# START OF READING TEXT

Robin Hanson on his methods
My usual first tool of analysis is competition and selection.
To predict what rich creatures do, you need to know what they want. To predict what poor creatures do, you just need to know what they need to do to survive.
Looking back through history it is clear that humanity has not been driving the train. There has been this train of progress or change and it has been a big fast train, especially lately, and it is making enormous changes all through the world but it is not what we would choose if we sat down and discussed it or voted. We just don’t have a process for doing that.
Whatever processes that changed things in the past will continue. So I can use those processes to predict what will happen. I am assuming we will continue to have a world with many actions being taken for local reasons as they previously were. But that’s a way to challenge my Age of Em hypothesis: you can say no, we will between now and then acquire an ability to foresee the consequences of such changes and to talk together and to vote together on do we want it, and we will have the ability to implement such choices and that will be a change in the future that will prevent the Age of Em.
https://notunreasonable.com/2022/03/21/robin-hanson-on-distant-futures-and-aliens%ef%bf%bc/
Dominic Cummings: given they don’t take nuclear weapons seriously, never assume they’re taking X seriously
For many years I’ve said that a Golden Rule of politics is that, given our leaders don’t take nuclear weapons seriously, never assume they’re taking X seriously and there is a team deployed on X with the incentives and skills to succeed.

# END OF READING TEXT
# START OF INFORMATION PROVIDED

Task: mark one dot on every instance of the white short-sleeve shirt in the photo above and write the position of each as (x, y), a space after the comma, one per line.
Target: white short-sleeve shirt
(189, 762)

# END OF INFORMATION PROVIDED

__REQUIRED ACTIONS__:
1) In the Robin Hanson passage, what does he call his usual first tool of analysis?
2) Please copy everything from "Whatever processes that" down to "the Age of Em." in the Robin Hanson passage, swapping each "processes" for "mechanisms".

__ANSWERS IN ORDER__:
1) Competition and selection.

2)
Whatever mechanisms that changed things in the past will continue. So I can use those mechanisms to predict what will happen. I am assuming we will continue to have a world with many actions being taken for local reasons as they previously were. But that’s a way to challenge my Age of Em hypothesis: you can say no, we will between now and then acquire an ability to foresee the consequences of such changes and to talk together and to vote together on do we want it, and we will have the ability to implement such choices and that will be a change in the future that will prevent the Age of Em.